Data entries:

+--

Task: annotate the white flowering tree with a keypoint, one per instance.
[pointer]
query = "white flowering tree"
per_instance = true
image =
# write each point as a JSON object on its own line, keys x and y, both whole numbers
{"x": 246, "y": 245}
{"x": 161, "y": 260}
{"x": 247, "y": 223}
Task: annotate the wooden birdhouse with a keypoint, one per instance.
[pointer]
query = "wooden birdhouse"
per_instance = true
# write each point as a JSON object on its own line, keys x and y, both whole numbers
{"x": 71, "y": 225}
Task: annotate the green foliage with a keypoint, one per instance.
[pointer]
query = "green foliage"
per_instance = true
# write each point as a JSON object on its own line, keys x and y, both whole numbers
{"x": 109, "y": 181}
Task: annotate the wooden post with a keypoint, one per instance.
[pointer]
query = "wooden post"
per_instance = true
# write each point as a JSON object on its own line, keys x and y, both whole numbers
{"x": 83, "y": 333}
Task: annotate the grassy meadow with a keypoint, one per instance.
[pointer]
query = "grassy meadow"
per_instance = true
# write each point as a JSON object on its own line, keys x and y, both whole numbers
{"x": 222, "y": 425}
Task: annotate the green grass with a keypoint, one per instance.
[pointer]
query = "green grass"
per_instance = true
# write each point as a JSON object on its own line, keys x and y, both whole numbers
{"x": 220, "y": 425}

+--

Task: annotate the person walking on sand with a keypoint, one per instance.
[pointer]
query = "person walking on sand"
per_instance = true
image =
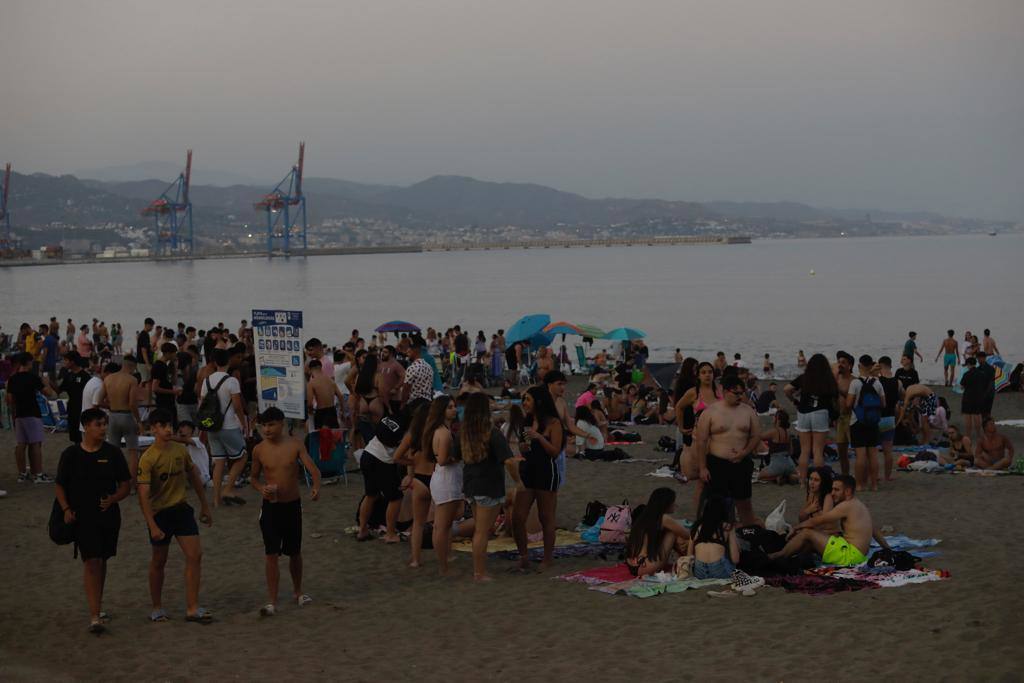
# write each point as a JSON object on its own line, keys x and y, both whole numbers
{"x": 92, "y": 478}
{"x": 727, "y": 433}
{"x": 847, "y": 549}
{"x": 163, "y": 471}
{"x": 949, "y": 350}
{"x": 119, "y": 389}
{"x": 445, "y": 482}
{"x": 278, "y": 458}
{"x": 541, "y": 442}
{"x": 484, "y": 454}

+--

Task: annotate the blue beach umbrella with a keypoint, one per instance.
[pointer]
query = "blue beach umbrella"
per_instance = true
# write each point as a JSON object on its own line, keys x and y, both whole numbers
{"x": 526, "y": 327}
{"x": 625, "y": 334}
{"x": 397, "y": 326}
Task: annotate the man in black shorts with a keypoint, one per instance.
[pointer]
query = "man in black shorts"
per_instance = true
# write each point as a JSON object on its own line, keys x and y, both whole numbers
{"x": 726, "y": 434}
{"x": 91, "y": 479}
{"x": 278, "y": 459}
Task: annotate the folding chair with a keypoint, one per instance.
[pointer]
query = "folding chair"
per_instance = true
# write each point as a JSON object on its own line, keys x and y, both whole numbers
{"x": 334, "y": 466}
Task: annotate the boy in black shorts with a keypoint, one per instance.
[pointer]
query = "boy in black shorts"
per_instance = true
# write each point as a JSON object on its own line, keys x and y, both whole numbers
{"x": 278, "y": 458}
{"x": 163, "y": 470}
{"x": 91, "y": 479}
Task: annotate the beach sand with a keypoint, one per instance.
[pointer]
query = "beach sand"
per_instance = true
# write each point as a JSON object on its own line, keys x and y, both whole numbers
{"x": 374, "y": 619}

+--

## Exercise goal
Check each line above for the string "tree", then copy the ones that have it.

## Task result
Task: annotate the white flowering tree with a keypoint, one per instance.
query = "white flowering tree"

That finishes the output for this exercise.